┌─ Kutipan Pilihan

Bagaimana Idealnya Cara Kita Menitikberatkan Pendidikan pada Penalaran?

Penalaran
Ilustrasi/Istimewa

Semarang, Idola 92.6 FM – Darurat nalar kritis jauh-jauh hari sudah menjadi perbincangan serius pendidik di belahan dunia mana pun. Bahkan, sejak 1942, nalar kritis menjadi tujuan utama dalam pendidikan.

Howard Gardner, lewat Five Minds for the Future (2007), menyebut, darurat nalar kritis bagi anak bangsa di era digital. Akibat gempuran informasi digital, nalar kritis menjadi tersumbat rapat. Bagi anak didik, ketidakmampuan menalar kritis sangat berbahaya.

Jangankan terhadap persoalan yang kompleks, anak didik akan sukar mengolah informasi meski pada level sangat sederhana sekalipun. Kegagalan menalar kritis juga membuat anak didik mudah terdistorsi lantaran pijakan logikanya tidak kukuh.

Itu disebabkan pengetahuan yang dimiliki anak didik belum cukup untuk menilai dan menyaring informasi. Akibatnya muncul salah pengertian, salah perhitungan, dan salah mengambil keputusan.

Maka, kita menyambut baik kebijakan terbaru Kementerian Pendidikan, Kebudayaan, Riset, dan Teknologi (Kemendikbudristek) yang meluncurkan Merdeka Belajar Episode Ke-22: Transformasi Seleksi Masuk Perguruan Tinggi Negeri (PTN) yang akan fokus pada penalaran, bukan hafalan.

Arah baru transformasi seleksi masuk PTN dilakukan melalui lima prinsip perubahan. Yaitu, mendorong pembelajaran yang menyeluruh, lebih berfokus pada kemampuan penalaran, lebih inklusif dan lebih mengakomodasi keragaman peserta didik, lebih transparan, serta lebih terintegrasi.

└─
┌─ Baris yang Ditampilkan

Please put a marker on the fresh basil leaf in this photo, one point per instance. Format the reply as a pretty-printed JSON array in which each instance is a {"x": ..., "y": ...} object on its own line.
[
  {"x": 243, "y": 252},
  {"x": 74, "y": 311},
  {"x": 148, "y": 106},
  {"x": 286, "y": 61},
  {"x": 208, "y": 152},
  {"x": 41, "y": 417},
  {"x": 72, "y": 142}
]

└─

**Daftar Tugas**
1/ Tuliskan ulang bagian kutipan pilihan kata demi kata, yaitu rentang dari "Semarang, Idola 92.6" sampai dengan "utama dalam pendidikan.".
2/ Jawablah pertanyaan berikut berdasarkan kutipan pilihan.
(a) Sejak tahun berapa nalar kritis menjadi tujuan utama dalam pendidikan?
(b) Dalam karya berjudul apa Howard Gardner menyebut darurat nalar kritis?
(c) Melalui berapa prinsip perubahan arah baru transformasi seleksi masuk PTN dilakukan?

**Jawaban Berurutan**
1/
Semarang, Idola 92.6 FM – Darurat nalar kritis jauh-jauh hari sudah menjadi perbincangan serius pendidik di belahan dunia mana pun. Bahkan, sejak 1942, nalar kritis menjadi tujuan utama dalam pendidikan.

2/
(a) Sejak 1942.
(b) Five Minds for the Future (2007).
(c) Lima prinsip perubahan.